## Directions:
Repeat every one of the rows below word for word, leaving out the pictures.

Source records
start
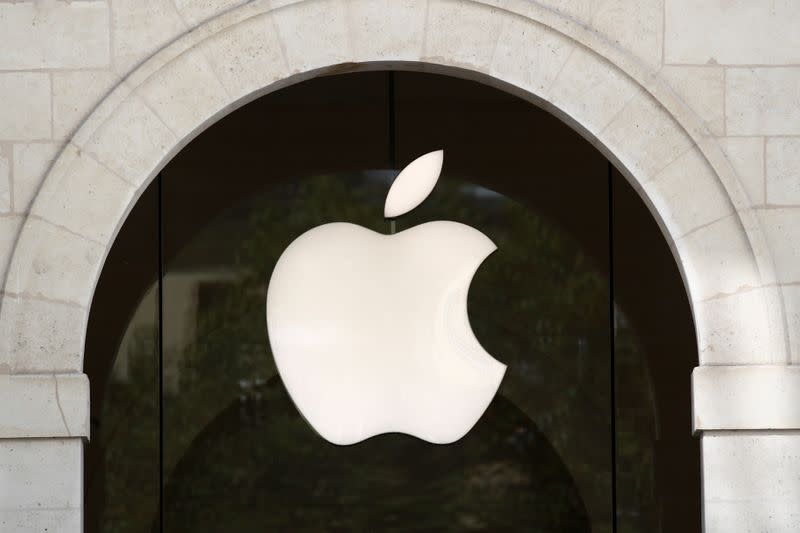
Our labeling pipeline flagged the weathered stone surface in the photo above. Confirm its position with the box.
[719,137,765,205]
[346,0,427,61]
[601,92,692,182]
[76,96,176,185]
[175,0,247,26]
[692,365,800,431]
[0,294,87,374]
[0,145,11,214]
[0,438,83,510]
[543,47,642,136]
[590,0,664,70]
[14,142,61,213]
[702,431,800,533]
[757,207,800,284]
[53,69,119,139]
[766,137,800,206]
[661,66,725,135]
[725,67,800,135]
[6,218,105,306]
[31,145,135,242]
[677,216,761,302]
[643,148,733,236]
[423,0,504,70]
[0,75,52,141]
[0,1,111,70]
[138,49,230,139]
[491,14,577,97]
[273,0,352,73]
[664,0,800,65]
[781,285,800,365]
[200,14,288,99]
[693,287,788,365]
[0,374,89,439]
[112,0,187,75]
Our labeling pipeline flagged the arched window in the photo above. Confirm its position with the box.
[85,72,700,532]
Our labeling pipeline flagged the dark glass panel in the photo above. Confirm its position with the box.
[163,73,612,532]
[84,183,160,533]
[613,167,701,533]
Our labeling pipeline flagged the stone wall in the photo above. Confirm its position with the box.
[0,0,800,532]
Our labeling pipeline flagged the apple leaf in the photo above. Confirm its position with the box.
[383,150,444,218]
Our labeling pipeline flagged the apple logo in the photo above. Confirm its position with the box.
[267,150,506,445]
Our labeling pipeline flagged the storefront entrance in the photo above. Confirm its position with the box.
[85,72,701,532]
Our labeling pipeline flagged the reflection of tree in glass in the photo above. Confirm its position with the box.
[98,173,656,532]
[164,377,589,533]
end
## Answer:
Our labeling pipeline flagged the weathered stone surface in the photo above. Confirm its position with the box.
[719,137,765,205]
[346,0,427,61]
[601,92,692,182]
[76,96,176,185]
[175,0,247,26]
[692,365,800,431]
[0,294,87,374]
[0,145,11,214]
[0,438,83,510]
[543,47,642,136]
[590,0,664,70]
[14,142,61,213]
[702,431,800,533]
[757,207,800,284]
[53,69,119,139]
[766,137,800,206]
[661,66,725,135]
[725,67,800,135]
[6,218,105,306]
[31,145,135,242]
[677,216,761,302]
[643,148,733,236]
[423,0,504,70]
[0,75,52,141]
[0,1,111,70]
[138,49,230,139]
[491,14,577,97]
[273,0,352,73]
[664,0,800,65]
[781,285,800,365]
[200,14,288,99]
[693,287,788,365]
[0,374,89,439]
[112,0,187,75]
Our labeling pipeline flagged the arched window in the photo above. Confirm its position with the box.
[85,72,700,532]
Our labeling pipeline flagged the dark glass panel in the photo above. Confirm its position with the box.
[163,73,612,532]
[84,183,160,533]
[613,167,701,533]
Our labeling pipeline flagged the stone wall in the photo above. Confirm its position with the box.
[0,0,800,532]
Our labeling pipeline flagged the apple leaf in the photo above. Confirm its position with the box.
[383,150,444,218]
Our labeling pipeline flagged the apple logo in the photo above. Confirm its position with the box.
[267,150,506,445]
Our labeling pipeline flagged the storefront entrance in the photo above. Confirm its position with the box.
[85,72,701,532]
Our labeling pipeline flagged the reflection of tree in glass in the photo above. Confirm its position with the box.
[98,173,656,532]
[164,377,589,533]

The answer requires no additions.